→ WHAT YOU ARE ASKED TO DO
Go through the data below and return each line where the string "skyline" appears.

→ INPUT DATA
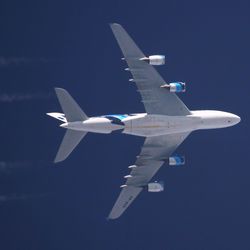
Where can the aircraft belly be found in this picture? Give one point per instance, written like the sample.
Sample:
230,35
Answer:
155,125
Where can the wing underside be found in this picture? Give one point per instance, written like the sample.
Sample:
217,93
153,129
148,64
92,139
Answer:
156,100
155,151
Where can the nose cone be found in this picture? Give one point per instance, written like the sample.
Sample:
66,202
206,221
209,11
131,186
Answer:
236,119
233,119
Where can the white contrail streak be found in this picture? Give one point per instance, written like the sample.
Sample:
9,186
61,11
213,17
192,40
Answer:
17,97
8,61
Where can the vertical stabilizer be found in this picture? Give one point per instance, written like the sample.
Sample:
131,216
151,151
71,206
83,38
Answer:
70,140
72,113
69,106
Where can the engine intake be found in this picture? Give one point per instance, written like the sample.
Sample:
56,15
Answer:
154,60
155,187
176,87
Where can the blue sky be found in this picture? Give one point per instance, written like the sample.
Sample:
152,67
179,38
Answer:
69,44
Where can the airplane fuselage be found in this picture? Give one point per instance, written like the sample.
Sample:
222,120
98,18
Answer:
144,124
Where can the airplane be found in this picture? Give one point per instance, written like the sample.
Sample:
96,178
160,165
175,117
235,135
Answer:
165,125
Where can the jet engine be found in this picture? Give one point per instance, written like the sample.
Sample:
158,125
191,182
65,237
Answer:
176,87
155,187
176,160
154,59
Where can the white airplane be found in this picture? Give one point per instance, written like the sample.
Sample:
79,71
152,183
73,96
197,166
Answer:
165,125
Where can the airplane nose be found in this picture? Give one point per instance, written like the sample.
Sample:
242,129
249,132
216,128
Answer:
235,119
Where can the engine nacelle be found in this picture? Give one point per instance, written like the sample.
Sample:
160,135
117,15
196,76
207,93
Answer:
154,60
176,160
176,87
155,187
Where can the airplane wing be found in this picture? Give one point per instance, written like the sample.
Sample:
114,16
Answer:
155,151
156,100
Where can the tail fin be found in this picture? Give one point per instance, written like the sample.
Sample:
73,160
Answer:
70,108
70,140
72,113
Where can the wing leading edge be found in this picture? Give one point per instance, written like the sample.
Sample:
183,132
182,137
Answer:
155,151
156,100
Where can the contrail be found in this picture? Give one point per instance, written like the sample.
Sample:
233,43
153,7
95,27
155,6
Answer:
8,61
16,196
18,97
10,167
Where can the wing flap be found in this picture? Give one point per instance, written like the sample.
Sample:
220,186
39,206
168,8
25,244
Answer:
126,197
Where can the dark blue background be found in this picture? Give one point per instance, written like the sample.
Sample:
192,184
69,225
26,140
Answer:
206,203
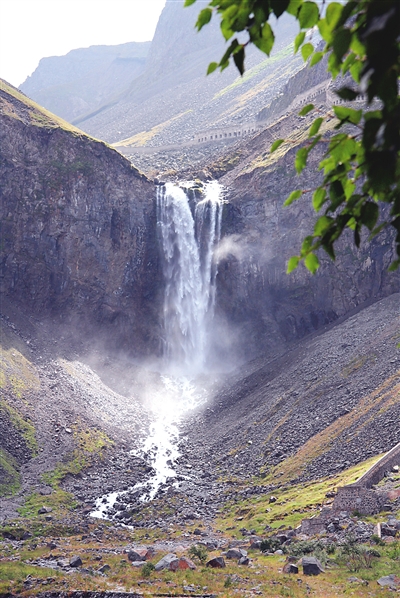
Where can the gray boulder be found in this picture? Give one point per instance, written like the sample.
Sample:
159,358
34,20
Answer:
165,562
76,561
389,581
311,565
217,562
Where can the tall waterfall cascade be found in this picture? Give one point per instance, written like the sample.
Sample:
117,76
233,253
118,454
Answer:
189,226
188,241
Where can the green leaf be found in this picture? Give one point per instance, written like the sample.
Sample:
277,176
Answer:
238,58
276,144
306,245
316,57
203,18
308,15
299,39
294,6
311,263
226,29
292,264
301,159
356,70
279,6
333,13
212,67
348,114
322,225
304,111
315,127
325,30
292,197
306,51
341,43
346,93
369,214
319,198
333,65
266,41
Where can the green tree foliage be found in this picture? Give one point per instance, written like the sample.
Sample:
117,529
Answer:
361,165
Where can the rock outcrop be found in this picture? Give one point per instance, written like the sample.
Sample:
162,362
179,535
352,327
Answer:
85,79
78,229
260,235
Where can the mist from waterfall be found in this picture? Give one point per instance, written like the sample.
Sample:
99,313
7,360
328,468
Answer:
189,232
188,242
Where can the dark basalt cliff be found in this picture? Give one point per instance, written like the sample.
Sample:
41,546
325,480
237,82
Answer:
85,79
78,228
267,306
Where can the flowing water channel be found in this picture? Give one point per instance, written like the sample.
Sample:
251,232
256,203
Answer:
189,231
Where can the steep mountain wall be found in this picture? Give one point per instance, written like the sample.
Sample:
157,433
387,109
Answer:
173,98
78,227
86,78
268,306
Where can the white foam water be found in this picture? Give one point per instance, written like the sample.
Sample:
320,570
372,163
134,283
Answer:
189,236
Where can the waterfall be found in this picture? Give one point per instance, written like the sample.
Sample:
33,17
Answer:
188,241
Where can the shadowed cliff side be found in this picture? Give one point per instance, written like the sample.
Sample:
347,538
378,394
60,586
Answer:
75,222
268,306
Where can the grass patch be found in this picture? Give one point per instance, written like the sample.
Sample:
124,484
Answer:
13,574
59,501
255,70
11,481
17,373
141,139
294,502
39,116
24,426
91,443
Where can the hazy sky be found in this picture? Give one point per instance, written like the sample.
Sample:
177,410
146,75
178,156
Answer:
33,29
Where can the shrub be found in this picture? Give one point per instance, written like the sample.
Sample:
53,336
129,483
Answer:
147,569
198,552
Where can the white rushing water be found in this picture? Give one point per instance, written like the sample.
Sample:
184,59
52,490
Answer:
188,243
189,236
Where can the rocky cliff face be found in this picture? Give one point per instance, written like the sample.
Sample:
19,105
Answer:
86,78
78,228
268,306
173,98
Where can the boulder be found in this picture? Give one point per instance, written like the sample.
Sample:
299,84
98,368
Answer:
311,565
389,581
165,562
76,561
290,565
135,556
181,564
235,553
217,562
244,560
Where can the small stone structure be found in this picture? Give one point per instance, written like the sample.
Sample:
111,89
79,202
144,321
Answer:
360,496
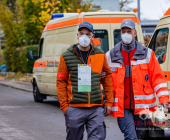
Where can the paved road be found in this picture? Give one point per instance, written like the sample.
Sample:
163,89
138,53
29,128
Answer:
23,119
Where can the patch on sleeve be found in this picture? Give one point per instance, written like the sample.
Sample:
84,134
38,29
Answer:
113,69
59,75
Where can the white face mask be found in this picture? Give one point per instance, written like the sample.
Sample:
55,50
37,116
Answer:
126,38
84,41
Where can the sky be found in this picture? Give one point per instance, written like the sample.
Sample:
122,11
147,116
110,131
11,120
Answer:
151,9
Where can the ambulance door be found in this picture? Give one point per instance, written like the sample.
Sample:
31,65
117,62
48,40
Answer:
159,44
49,60
116,21
39,67
101,25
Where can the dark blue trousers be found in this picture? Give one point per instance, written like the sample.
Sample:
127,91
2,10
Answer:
131,125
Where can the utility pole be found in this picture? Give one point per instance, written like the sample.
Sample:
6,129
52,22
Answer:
139,9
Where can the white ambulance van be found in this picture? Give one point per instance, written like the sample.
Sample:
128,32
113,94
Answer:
61,32
160,44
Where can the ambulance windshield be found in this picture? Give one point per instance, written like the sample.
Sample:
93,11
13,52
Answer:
117,36
103,36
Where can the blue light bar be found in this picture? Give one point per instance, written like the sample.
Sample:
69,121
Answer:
57,15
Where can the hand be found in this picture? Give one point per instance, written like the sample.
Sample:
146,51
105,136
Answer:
107,110
103,74
166,105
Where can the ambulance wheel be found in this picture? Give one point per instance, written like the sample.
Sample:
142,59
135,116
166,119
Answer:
38,97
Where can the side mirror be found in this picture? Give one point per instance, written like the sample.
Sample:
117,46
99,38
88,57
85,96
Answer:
96,42
30,56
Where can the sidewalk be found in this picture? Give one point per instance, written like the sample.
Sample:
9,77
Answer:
26,86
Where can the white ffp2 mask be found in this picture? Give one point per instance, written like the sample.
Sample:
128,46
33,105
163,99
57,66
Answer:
126,38
84,41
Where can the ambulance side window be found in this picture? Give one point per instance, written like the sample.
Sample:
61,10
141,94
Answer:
40,48
159,44
117,36
103,36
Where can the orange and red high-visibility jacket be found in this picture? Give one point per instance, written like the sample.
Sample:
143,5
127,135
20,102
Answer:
147,78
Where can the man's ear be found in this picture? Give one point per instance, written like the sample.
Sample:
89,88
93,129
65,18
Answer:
77,35
93,36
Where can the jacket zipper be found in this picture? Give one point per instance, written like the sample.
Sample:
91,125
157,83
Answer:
84,63
129,77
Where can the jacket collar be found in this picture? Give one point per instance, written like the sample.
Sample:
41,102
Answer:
141,52
116,54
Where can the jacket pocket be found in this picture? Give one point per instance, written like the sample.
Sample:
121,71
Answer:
144,66
148,89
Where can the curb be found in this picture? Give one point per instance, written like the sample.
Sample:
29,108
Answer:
24,89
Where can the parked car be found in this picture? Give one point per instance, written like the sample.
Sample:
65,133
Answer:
3,69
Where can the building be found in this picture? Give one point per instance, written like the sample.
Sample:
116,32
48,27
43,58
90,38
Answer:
148,26
112,5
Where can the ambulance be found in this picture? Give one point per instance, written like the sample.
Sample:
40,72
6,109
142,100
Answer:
159,44
61,32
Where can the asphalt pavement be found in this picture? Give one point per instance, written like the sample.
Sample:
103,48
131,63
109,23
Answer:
23,119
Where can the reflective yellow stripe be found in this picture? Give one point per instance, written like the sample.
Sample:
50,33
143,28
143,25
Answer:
160,86
162,93
141,106
144,97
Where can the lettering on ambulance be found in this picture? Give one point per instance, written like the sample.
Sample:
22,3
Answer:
93,20
46,64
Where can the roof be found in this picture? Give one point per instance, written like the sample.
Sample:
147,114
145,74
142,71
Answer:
149,22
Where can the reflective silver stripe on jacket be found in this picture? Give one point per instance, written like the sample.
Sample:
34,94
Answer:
141,106
117,65
114,108
144,97
143,61
162,93
115,100
160,86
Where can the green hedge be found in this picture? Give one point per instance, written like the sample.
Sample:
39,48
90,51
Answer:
16,59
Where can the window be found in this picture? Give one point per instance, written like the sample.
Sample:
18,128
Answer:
117,36
161,41
103,36
40,48
159,44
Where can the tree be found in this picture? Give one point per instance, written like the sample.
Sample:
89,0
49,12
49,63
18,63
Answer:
124,5
12,26
84,6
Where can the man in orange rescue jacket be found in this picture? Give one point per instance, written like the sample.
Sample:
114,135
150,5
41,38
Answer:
78,87
136,76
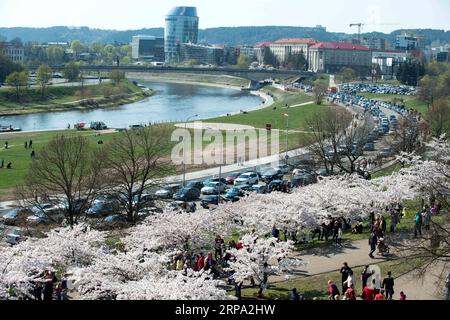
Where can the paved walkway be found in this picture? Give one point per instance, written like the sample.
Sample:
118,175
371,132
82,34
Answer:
330,259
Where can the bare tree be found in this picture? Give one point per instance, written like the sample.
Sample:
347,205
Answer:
336,138
67,174
438,117
320,91
135,164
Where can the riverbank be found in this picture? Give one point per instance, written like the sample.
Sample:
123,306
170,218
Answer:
225,82
72,98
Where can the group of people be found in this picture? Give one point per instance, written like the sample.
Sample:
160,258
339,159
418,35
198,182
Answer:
382,291
28,145
331,227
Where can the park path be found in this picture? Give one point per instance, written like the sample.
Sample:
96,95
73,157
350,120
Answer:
356,254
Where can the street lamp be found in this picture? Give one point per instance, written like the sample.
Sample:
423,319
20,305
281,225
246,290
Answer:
287,136
184,150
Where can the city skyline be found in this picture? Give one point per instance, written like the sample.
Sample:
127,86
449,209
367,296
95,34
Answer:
380,15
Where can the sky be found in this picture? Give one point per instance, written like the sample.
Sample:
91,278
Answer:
336,15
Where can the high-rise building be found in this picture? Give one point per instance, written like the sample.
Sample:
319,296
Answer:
406,42
181,27
148,48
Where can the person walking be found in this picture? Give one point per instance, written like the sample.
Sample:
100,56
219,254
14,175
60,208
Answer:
365,275
388,286
334,291
345,272
427,218
373,241
294,295
418,224
447,287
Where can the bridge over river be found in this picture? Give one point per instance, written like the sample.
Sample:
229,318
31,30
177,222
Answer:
253,75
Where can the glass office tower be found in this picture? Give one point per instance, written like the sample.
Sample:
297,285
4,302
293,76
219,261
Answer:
181,27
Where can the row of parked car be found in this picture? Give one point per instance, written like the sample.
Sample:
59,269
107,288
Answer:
379,88
233,186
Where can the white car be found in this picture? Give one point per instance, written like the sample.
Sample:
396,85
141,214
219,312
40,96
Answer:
214,188
249,178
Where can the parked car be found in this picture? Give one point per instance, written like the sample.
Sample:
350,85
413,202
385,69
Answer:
284,168
245,187
195,184
101,207
38,218
98,125
234,194
212,200
232,177
9,217
276,185
115,218
187,194
214,188
167,192
386,152
369,146
261,189
247,178
215,179
271,175
303,180
14,236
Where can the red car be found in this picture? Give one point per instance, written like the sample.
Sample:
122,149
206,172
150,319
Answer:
231,177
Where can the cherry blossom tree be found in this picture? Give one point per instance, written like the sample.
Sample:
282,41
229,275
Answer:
260,258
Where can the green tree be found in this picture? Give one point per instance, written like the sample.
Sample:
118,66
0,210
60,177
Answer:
117,76
7,67
347,75
43,76
296,62
320,90
18,80
55,55
243,62
77,47
270,59
72,71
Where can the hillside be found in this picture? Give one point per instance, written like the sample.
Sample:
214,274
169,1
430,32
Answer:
225,35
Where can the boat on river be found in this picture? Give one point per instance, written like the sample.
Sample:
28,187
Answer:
7,129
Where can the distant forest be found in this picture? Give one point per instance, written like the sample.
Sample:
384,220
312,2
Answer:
226,35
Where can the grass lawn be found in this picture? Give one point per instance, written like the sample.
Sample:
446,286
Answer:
272,114
20,157
316,286
31,100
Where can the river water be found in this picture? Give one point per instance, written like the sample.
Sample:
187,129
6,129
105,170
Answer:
172,102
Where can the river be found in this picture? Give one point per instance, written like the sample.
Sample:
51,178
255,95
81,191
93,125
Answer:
172,102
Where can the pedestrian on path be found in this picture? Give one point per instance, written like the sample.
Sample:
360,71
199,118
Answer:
365,276
373,241
345,272
388,286
334,291
447,287
418,224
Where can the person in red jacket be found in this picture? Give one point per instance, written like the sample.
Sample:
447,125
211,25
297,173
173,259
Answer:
334,291
368,294
200,262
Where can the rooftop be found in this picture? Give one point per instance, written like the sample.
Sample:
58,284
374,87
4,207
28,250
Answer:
340,46
183,11
297,41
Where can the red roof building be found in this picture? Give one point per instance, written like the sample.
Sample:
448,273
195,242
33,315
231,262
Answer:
331,57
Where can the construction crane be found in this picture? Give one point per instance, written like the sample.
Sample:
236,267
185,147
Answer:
359,25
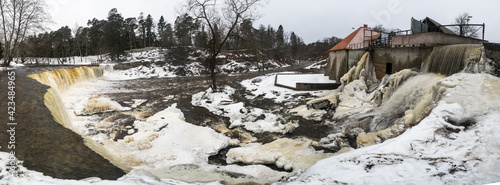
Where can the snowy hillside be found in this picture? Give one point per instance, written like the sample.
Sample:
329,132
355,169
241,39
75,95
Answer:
458,143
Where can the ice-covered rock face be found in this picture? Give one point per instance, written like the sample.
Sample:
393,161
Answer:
458,143
285,153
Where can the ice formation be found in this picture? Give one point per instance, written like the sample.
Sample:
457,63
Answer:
253,119
285,153
456,144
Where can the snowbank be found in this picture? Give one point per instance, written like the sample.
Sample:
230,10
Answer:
253,119
285,153
290,80
263,86
458,143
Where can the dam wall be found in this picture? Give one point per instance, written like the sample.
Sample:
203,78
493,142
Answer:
43,141
441,59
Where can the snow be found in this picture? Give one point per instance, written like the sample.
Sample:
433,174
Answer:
433,152
285,153
290,80
264,86
220,103
163,146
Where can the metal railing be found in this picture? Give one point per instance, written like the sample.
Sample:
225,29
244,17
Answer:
385,38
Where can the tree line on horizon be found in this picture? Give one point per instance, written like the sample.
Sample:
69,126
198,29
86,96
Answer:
117,34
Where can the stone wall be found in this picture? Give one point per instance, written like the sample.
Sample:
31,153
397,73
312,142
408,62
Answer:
432,38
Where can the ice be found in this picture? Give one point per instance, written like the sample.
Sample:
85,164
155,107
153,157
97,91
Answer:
285,153
458,143
264,86
253,119
290,80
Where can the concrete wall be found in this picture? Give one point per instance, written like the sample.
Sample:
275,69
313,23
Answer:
354,56
432,38
400,58
337,64
493,51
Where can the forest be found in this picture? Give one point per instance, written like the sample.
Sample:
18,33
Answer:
117,34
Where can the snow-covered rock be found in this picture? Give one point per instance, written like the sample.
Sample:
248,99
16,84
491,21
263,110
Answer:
458,143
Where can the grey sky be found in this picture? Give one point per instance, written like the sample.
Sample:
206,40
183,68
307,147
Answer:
310,19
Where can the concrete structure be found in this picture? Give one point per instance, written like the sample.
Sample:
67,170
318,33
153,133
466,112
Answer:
358,39
403,52
432,38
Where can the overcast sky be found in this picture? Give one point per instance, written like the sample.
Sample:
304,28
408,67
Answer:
310,19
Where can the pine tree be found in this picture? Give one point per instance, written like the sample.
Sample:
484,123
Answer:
150,37
113,37
169,36
161,31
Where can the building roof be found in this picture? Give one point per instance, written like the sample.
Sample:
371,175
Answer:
440,27
355,38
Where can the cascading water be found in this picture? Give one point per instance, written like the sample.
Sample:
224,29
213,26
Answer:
448,60
60,80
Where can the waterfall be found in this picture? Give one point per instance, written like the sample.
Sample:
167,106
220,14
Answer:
60,80
448,60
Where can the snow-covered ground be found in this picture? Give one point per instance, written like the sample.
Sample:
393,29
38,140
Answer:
458,143
291,80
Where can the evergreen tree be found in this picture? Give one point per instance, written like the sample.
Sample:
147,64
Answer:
1,50
113,35
96,35
162,25
131,24
142,28
150,36
169,36
280,38
294,45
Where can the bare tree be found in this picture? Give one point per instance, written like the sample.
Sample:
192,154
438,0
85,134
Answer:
464,29
221,20
19,17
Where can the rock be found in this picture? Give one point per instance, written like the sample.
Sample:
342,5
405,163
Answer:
45,145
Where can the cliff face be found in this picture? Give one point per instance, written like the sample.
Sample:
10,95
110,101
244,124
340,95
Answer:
43,144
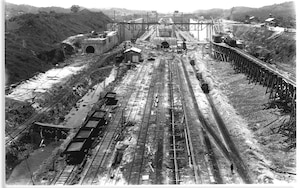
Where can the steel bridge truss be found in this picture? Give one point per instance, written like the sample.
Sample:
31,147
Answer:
281,89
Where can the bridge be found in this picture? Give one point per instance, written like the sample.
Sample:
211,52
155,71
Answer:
280,87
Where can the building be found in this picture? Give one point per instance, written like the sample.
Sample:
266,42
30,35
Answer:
132,54
270,22
100,43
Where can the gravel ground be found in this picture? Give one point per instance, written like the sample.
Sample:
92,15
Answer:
242,106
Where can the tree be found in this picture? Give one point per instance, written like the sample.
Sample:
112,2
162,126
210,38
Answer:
75,8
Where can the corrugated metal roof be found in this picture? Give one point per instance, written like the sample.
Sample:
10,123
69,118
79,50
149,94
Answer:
133,49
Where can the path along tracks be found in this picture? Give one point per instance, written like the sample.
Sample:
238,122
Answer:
96,162
63,94
191,151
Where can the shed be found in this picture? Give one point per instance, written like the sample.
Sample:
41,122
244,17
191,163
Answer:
133,54
270,22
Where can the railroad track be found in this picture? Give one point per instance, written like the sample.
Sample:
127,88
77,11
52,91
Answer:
136,168
107,144
192,140
66,176
14,135
113,172
228,148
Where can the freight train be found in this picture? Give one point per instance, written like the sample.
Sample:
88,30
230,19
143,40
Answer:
93,127
227,39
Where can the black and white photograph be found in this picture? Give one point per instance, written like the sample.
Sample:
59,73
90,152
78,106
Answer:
135,92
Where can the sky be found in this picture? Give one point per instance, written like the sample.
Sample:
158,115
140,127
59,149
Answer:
163,6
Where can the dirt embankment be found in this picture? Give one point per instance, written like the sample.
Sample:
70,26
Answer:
269,46
32,41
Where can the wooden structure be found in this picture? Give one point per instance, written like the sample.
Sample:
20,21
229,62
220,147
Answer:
280,88
132,54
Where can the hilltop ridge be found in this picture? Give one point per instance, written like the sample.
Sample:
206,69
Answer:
32,41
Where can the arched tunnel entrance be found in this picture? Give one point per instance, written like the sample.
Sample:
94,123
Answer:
90,49
165,44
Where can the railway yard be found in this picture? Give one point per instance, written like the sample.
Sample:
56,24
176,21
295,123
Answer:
171,118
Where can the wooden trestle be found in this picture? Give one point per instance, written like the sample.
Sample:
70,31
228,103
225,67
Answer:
281,88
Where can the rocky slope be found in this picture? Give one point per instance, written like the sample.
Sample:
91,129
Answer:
32,41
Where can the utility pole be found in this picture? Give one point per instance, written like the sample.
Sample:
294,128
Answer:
114,16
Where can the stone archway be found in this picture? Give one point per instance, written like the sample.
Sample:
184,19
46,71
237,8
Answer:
90,49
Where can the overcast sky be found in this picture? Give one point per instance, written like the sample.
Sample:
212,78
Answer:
158,5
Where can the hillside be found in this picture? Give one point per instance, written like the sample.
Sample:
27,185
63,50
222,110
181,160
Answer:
32,41
12,10
285,13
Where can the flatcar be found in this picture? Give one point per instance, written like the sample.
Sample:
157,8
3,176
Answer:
110,98
83,140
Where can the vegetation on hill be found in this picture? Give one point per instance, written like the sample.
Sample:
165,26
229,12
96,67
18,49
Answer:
285,13
32,41
274,48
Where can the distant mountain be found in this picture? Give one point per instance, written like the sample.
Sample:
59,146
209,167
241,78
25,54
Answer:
284,12
32,41
12,10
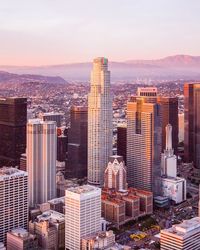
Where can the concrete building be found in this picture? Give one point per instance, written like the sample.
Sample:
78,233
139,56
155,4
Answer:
41,160
121,207
50,229
115,174
13,118
82,214
21,239
13,200
99,121
172,186
143,144
184,236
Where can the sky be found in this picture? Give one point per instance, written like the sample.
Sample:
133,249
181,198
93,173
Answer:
45,32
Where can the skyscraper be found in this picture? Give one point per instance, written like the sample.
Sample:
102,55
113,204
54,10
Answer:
122,140
99,121
192,123
13,117
13,200
143,144
77,143
82,214
115,174
41,160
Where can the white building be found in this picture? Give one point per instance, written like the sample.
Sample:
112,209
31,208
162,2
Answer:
13,200
82,214
41,160
184,236
115,174
172,186
99,121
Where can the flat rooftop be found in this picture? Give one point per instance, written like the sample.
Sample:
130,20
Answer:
184,228
9,172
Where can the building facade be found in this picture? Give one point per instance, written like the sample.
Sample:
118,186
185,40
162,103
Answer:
82,214
77,143
13,200
13,118
41,160
99,121
143,144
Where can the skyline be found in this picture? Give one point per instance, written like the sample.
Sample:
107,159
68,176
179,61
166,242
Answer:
49,32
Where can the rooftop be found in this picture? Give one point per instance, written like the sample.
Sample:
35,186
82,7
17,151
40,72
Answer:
9,173
187,226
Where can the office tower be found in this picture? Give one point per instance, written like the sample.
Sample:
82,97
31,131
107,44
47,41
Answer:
21,239
115,174
169,112
192,123
172,186
13,200
184,236
41,160
82,214
168,159
121,140
147,92
49,227
13,117
99,121
143,144
76,166
52,116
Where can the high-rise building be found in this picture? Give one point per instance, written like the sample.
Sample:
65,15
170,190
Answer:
82,214
143,144
41,160
52,116
184,236
13,118
115,174
169,113
13,200
99,121
76,166
21,239
192,123
122,140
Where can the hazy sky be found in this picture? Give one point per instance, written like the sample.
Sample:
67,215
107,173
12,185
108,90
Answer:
38,32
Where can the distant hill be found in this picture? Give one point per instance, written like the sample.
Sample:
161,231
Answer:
172,67
6,77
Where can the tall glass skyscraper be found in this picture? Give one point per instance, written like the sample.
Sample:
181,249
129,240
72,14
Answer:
99,121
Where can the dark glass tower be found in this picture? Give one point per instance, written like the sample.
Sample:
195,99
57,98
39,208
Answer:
13,118
77,143
192,123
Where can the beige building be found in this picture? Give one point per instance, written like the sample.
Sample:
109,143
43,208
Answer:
13,200
143,144
21,239
82,214
50,229
41,160
99,121
184,236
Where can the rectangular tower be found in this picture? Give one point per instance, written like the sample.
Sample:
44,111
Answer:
99,121
13,118
143,144
82,214
77,143
41,160
13,200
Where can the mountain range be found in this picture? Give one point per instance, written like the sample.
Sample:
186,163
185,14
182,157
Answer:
171,68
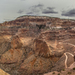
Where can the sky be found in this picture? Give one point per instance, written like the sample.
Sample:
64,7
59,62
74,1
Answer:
11,9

→ SOLUTION BELOW
Where can the city skyline be found in this picture? Give one point per instance, written like the sample.
Where can the skyline be found in this picture? Give one point per instance, written like the sample.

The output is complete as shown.